Natural-language object grounding data:
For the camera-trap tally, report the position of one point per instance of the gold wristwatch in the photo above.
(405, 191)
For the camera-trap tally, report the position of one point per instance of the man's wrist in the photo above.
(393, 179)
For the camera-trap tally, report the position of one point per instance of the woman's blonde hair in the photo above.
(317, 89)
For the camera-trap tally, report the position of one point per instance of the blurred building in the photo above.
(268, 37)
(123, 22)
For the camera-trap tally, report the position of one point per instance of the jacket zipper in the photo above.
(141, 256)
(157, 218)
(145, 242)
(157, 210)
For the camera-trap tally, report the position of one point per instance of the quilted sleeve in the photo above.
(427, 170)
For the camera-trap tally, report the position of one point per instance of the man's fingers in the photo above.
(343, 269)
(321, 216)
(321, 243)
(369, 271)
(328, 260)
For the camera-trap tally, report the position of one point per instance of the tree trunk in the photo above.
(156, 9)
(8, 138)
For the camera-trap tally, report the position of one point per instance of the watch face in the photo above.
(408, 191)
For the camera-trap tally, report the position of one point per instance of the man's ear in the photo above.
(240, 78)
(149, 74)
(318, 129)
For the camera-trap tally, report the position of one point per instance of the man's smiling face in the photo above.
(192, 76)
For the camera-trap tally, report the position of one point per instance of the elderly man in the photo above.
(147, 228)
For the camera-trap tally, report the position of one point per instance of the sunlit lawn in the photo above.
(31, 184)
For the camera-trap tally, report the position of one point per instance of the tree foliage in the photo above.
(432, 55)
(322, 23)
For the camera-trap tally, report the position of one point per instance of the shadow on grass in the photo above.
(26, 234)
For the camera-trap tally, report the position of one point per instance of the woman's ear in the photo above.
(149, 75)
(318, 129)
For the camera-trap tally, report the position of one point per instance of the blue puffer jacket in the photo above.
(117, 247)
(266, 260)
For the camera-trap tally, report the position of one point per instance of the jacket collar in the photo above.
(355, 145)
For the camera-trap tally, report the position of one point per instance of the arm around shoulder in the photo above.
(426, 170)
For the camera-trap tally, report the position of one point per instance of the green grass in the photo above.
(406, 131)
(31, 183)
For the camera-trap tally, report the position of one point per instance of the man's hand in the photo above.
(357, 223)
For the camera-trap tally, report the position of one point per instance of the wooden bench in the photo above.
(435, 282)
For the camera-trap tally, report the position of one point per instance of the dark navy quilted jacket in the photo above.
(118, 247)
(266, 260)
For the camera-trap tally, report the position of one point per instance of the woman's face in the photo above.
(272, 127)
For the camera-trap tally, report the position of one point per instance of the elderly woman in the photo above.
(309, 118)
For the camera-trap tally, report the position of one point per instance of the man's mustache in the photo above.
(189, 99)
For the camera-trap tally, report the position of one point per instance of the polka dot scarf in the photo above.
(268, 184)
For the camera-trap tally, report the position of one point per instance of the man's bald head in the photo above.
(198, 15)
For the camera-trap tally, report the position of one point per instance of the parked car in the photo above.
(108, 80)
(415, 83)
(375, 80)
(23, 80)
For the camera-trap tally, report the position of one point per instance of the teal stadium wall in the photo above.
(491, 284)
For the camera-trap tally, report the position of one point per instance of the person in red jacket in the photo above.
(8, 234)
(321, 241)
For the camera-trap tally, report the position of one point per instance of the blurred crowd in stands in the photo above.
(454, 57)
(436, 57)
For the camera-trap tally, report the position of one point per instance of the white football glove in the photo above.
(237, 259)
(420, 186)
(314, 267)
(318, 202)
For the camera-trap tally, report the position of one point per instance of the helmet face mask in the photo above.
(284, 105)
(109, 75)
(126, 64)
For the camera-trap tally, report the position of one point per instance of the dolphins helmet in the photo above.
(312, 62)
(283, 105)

_WHAT THE TASK ASKS:_ The whole block of entries above should be repeated exactly.

_ANSWER BOX:_
For the camera-trap tally, report the position of one point per instance of the gold wristwatch in the photo above.
(405, 191)
For the camera-trap tally, report the position of one point per instance of the man's wrist in the photo above.
(393, 179)
For the camera-trap tally, report the position of one point per instance of the woman's blonde hair in the photo above.
(317, 89)
For the camera-trap tally, report the position of one point per instance of the blurred building in the photo above.
(268, 37)
(123, 22)
For the camera-trap tally, report the position of one point per instance of the jacket zipper in the photo above.
(141, 256)
(157, 218)
(145, 242)
(157, 210)
For the camera-trap tally, report the position of one point per instance of the quilted sleeve in the photo above.
(427, 170)
For the camera-trap tally, report the position of one point per instance of the man's fingers in the photo above.
(343, 269)
(321, 216)
(321, 243)
(369, 271)
(328, 260)
For the camera-trap tally, report the position of one point per instance of the tree trunk in the photo above.
(156, 9)
(8, 138)
For the camera-trap tally, report the position of one point per instance of the watch face in the photo above.
(408, 191)
For the camera-trap tally, report the position of one point per instance of the man's ear in the photo above.
(240, 78)
(149, 74)
(318, 129)
For the camera-trap tally, report the position of one point per instance of the man's smiling face in the photo above.
(192, 76)
For the camera-trap tally, report the position of one point per instance of the elderly man in the photo above.
(147, 228)
For the camera-trap tally, report the position of one point per instance of the sunlit lawn in the photo above.
(31, 184)
For the camera-trap tally, report the position of one point per instance of the tree foliage in the photo above.
(432, 55)
(322, 23)
For the camera-trap tally, report the position of one point per instance of the shadow on grass in the photo above.
(26, 234)
For the camera-trap tally, report the position of one point per instance of the woman's ear in the photo above.
(149, 75)
(318, 129)
For the camera-trap tally, report the position of one point per instance of the blue puffer jacket in the photo above.
(117, 247)
(266, 260)
For the camera-trap tally, report the position of one point per instance of the jacket collar in the photo above.
(355, 145)
For the camera-trap tally, report the position of one point per instance of the arm around shoulder in the photo above.
(426, 170)
For the camera-trap tally, report the position of one point per instance of the green grass in the photo above.
(406, 131)
(31, 183)
For the camera-trap tally, report the position of one point per instance of the man's hand in the photo above.
(357, 223)
For the camera-trap tally, report the position of one point per instance of the wooden bench in the photo above.
(435, 282)
For the camera-trap tally, report the position of one point per instance of the dark navy quilted jacket in the photo above.
(118, 247)
(266, 260)
For the camera-trap tally, report the position of one point per instance of the woman's face in the photo above.
(272, 127)
For the camera-trap tally, report the position of one point per instance of the elderly woman in the photo above.
(309, 118)
For the camera-trap tally, report the position of one point per instance of the man's mustache in the photo above.
(189, 99)
For the camera-trap tally, report the position of one point per instance of the polka dot scarf in the photo above.
(268, 184)
For the camera-trap tally, report the position of one point per instance of the man's bald head in the photo above.
(198, 15)
For the camera-trap tally, report the position of one point per instance of the parked car in the photo above.
(108, 80)
(415, 83)
(375, 80)
(23, 80)
For the camera-trap tally, report the position of one point per instance of the teal stadium wall in the photo above.
(491, 284)
For the camera-trap tally, report the position of one point per instance of the person in red jacket in the photo above.
(8, 234)
(321, 241)
For the camera-trap tally, report the position of one point per instance of the blurred crowd in stands in the photo above.
(454, 57)
(436, 57)
For the camera-trap tally, report the position of one point per instance of the white football glove in the photo above.
(237, 259)
(420, 186)
(314, 267)
(318, 202)
For the camera-trap tally, report the position of one point per instance of the helmet face mask in the photo above.
(284, 105)
(109, 75)
(126, 64)
For the camera-trap tally, report the position of one point per instance of the dolphins helmet in the photo above.
(312, 62)
(283, 105)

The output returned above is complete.